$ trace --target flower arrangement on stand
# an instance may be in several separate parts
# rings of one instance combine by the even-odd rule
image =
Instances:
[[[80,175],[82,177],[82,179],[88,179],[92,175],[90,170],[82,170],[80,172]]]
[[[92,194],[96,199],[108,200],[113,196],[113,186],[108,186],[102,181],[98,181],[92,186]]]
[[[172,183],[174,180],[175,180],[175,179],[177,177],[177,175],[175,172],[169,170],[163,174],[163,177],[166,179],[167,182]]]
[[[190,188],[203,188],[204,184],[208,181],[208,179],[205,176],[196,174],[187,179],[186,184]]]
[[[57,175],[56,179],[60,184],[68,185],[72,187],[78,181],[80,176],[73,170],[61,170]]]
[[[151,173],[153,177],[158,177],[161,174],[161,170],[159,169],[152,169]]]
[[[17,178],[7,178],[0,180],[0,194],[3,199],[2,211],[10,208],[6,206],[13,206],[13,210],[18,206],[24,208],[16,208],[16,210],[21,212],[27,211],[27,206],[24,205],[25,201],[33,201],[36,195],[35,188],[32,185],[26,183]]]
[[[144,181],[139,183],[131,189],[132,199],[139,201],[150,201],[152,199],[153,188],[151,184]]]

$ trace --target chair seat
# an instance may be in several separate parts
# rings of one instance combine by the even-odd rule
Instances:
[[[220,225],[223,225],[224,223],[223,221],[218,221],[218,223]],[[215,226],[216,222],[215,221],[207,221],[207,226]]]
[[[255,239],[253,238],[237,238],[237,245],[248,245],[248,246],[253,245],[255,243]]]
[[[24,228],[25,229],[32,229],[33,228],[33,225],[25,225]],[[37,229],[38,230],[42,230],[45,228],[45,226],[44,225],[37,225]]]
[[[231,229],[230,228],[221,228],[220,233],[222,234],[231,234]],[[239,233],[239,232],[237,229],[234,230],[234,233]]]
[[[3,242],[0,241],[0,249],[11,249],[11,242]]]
++++++++
(TASK GOAL): Reproduce every one of the records above, line for line, with no changes.

(CORRECT RESPONSE):
$ trace --target flower arrangement on stand
# an instance may be in several separate parts
# rings of one instance combine by the even-odd rule
image =
Instances:
[[[80,175],[82,177],[82,179],[88,179],[92,175],[90,170],[82,170],[80,172]]]
[[[92,194],[96,199],[108,200],[113,196],[113,186],[108,186],[102,181],[98,181],[92,186]]]
[[[172,183],[174,180],[175,180],[175,179],[177,177],[177,175],[175,172],[169,170],[163,174],[163,177],[166,179],[167,182]]]
[[[190,188],[203,188],[204,184],[208,181],[208,179],[205,176],[196,174],[187,179],[186,184]]]
[[[57,175],[56,179],[60,184],[68,185],[72,187],[78,181],[80,176],[73,170],[61,170]]]
[[[151,173],[153,177],[158,177],[161,174],[161,170],[159,169],[152,169]]]
[[[17,178],[7,178],[0,180],[0,194],[3,199],[2,211],[10,208],[6,206],[13,206],[13,210],[18,206],[24,208],[16,208],[16,210],[21,212],[27,211],[27,206],[24,205],[25,201],[33,201],[36,195],[35,188],[32,185],[26,183]]]
[[[144,181],[139,183],[131,189],[132,199],[139,201],[150,201],[152,199],[153,188],[151,184]]]

$ trace --target chair seat
# an instance may be in several separate parts
# rings of one instance combine by the even-odd rule
Instances:
[[[220,225],[223,225],[224,223],[223,221],[218,221],[218,223]],[[215,226],[216,222],[215,221],[207,221],[207,226]]]
[[[255,239],[253,238],[237,238],[237,245],[248,245],[248,246],[253,245],[255,243]]]
[[[24,228],[25,229],[32,229],[33,228],[33,225],[25,225]],[[37,229],[38,230],[42,230],[45,228],[45,226],[44,225],[37,225]]]
[[[231,229],[230,228],[221,228],[220,233],[222,234],[231,234]],[[239,233],[239,232],[237,229],[234,230],[234,233]]]
[[[3,242],[0,241],[0,249],[11,249],[11,242]]]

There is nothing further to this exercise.